• Work to complete
Can you return the listing below unchanged, from the line with "Every instance of the round" through the line with "[[259, 197], [164, 197], [212, 196]]", both included?

[Records of labeled points]
####################

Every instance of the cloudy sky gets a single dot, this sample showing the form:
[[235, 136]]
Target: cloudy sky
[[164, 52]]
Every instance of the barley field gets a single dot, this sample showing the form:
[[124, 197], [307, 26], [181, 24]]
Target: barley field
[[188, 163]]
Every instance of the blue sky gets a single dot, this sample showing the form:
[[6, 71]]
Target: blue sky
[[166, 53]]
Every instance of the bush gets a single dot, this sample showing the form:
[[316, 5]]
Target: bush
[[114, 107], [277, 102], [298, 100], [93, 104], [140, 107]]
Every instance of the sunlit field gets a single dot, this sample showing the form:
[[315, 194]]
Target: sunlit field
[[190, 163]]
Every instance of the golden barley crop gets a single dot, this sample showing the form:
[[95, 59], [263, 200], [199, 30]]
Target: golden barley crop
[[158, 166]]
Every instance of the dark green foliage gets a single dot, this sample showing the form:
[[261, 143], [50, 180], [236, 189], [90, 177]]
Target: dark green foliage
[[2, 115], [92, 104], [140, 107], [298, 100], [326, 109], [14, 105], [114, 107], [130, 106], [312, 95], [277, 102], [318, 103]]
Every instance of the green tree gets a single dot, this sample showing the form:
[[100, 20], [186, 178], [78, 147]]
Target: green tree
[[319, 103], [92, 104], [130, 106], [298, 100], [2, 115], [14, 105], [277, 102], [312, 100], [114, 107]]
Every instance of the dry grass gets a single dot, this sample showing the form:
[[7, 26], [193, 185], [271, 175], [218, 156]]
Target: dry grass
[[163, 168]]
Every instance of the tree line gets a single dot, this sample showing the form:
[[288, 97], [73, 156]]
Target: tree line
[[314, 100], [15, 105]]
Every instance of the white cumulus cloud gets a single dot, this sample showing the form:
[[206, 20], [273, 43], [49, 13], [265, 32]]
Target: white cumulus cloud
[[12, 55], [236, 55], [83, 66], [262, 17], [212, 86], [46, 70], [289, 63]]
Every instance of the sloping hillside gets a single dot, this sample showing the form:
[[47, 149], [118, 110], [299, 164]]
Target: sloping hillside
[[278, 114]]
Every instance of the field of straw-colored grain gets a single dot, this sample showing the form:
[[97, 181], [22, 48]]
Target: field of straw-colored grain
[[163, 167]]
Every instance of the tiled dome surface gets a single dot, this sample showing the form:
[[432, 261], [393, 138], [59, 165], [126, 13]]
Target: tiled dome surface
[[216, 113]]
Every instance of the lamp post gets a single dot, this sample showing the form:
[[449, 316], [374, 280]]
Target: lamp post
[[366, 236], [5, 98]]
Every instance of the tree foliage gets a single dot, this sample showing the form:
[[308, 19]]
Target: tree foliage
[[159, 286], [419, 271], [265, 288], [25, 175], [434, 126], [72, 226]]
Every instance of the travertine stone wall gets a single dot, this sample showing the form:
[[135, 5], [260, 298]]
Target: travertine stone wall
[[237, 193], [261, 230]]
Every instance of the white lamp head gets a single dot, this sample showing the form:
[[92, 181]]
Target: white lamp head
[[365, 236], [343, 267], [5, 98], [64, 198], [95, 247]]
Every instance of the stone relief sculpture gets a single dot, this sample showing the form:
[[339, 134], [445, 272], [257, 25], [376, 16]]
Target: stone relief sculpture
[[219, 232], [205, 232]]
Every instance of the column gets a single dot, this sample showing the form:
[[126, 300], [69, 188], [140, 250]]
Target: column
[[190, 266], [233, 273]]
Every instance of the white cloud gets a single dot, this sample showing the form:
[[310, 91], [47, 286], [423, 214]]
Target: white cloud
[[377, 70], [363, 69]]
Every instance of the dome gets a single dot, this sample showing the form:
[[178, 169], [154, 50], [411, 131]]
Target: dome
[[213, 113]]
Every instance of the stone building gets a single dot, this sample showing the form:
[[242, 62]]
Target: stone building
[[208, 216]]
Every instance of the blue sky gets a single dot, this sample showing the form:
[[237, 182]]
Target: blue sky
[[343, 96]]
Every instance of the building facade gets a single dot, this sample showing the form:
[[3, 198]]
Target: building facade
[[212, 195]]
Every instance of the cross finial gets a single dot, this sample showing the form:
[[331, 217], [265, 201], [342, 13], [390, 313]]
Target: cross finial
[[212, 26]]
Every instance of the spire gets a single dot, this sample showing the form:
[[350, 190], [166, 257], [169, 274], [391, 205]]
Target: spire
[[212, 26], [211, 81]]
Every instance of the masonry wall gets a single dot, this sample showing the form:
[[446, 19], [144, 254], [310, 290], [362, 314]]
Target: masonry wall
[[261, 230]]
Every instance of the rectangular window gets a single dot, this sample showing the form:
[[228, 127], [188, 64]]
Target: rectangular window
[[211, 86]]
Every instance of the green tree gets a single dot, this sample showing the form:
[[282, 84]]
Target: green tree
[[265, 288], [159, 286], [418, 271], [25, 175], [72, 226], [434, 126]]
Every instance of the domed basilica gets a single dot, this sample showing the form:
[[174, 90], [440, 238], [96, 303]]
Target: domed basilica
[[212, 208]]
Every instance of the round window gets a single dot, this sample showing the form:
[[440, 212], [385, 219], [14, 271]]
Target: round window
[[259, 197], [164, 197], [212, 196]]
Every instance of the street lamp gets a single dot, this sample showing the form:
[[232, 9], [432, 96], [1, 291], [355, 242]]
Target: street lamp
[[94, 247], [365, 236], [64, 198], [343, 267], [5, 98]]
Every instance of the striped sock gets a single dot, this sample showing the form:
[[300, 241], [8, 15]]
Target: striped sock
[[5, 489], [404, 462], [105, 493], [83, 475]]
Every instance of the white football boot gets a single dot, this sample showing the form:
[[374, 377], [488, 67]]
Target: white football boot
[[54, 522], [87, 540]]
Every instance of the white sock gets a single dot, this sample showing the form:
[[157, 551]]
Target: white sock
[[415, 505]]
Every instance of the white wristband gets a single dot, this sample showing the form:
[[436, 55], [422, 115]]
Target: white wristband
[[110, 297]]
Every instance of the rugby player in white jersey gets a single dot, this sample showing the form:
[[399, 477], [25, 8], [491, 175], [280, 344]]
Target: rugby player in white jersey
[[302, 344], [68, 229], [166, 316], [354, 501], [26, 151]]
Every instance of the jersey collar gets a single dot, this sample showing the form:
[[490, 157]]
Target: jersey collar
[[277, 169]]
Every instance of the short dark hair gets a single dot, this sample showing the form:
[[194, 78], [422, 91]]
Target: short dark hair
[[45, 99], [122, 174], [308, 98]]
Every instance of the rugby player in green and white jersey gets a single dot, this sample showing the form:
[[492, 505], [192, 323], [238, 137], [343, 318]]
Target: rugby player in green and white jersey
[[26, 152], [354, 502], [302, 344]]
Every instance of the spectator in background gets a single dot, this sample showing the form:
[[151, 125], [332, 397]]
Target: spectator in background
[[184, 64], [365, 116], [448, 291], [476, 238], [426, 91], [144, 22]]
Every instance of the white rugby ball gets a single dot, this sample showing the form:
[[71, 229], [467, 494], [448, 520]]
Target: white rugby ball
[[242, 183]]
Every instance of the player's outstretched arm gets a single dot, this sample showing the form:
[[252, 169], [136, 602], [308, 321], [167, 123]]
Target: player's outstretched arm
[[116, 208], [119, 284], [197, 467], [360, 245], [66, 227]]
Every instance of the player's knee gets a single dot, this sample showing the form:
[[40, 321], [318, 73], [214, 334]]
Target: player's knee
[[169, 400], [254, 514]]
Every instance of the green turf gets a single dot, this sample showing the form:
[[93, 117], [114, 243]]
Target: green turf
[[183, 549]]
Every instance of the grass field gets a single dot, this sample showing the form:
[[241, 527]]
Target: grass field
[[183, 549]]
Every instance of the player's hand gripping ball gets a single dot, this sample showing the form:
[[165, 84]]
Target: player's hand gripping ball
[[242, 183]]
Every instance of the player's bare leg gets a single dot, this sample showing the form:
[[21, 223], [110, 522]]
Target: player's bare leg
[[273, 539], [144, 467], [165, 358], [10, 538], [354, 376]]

####################

• Result of this task
Every instance of the round window gets a single dot, this sample showing the form:
[[440, 212], [385, 219], [14, 271]]
Target: round window
[[259, 197], [164, 197], [212, 196]]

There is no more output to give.